Exercise brief>
Could you write out again, in full, the part below that opens with the line containing "Would you be able to indicate the palm" and closes with the line containing "Would you be able to indicate the patio area", both ends included, with every coordinate multiplied by 2.2 and rounded to a whole number (halves round up)? Give only those lines.

Data records>
· · · · ·

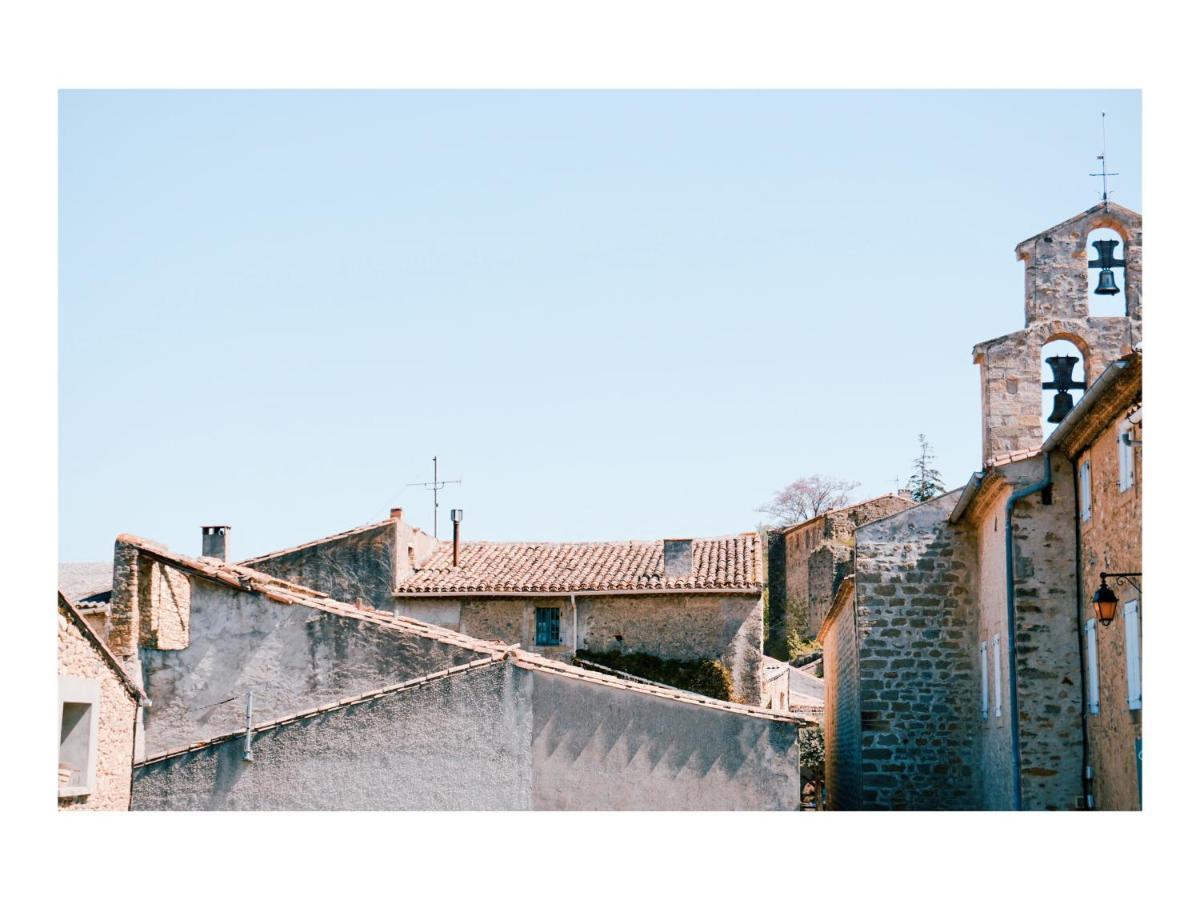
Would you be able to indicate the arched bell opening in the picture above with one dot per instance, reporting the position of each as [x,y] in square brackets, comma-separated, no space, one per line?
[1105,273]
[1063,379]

· · · · ·

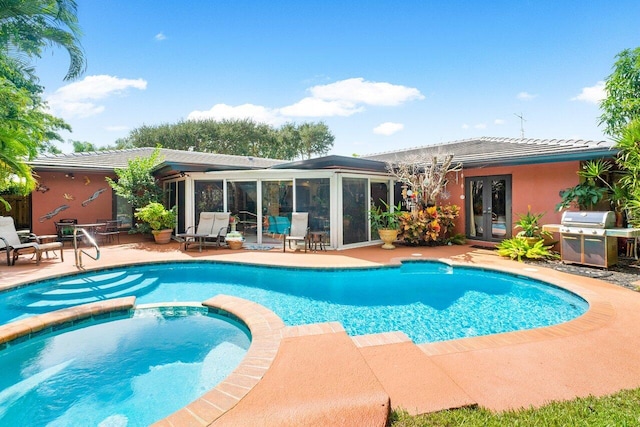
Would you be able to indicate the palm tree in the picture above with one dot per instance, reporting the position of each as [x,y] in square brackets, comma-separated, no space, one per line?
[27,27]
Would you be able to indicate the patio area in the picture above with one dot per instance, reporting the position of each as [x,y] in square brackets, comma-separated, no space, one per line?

· · · · ·

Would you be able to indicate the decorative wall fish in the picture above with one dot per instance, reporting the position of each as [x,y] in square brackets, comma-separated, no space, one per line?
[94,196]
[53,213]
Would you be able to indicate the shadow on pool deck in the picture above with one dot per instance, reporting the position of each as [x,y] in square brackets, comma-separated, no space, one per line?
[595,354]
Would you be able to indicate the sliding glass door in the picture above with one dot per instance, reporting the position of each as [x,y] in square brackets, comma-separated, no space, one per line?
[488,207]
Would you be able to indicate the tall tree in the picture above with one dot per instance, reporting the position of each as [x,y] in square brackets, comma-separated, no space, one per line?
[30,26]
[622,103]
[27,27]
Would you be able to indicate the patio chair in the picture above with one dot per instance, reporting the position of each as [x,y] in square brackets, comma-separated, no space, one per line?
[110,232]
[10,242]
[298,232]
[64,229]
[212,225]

· · · · ·

Exercise solution>
Would you be able to indicate the palm tree in the picture above with one dot per instance, reporting the position of each as [x,y] in square brackets, comma-separated, no space, one per line?
[59,59]
Would you be able to indicate the patio area in the picture above with one dot per instance, reporting the position of each as [x,y] in square brackets, comma-separated, no space, one per line?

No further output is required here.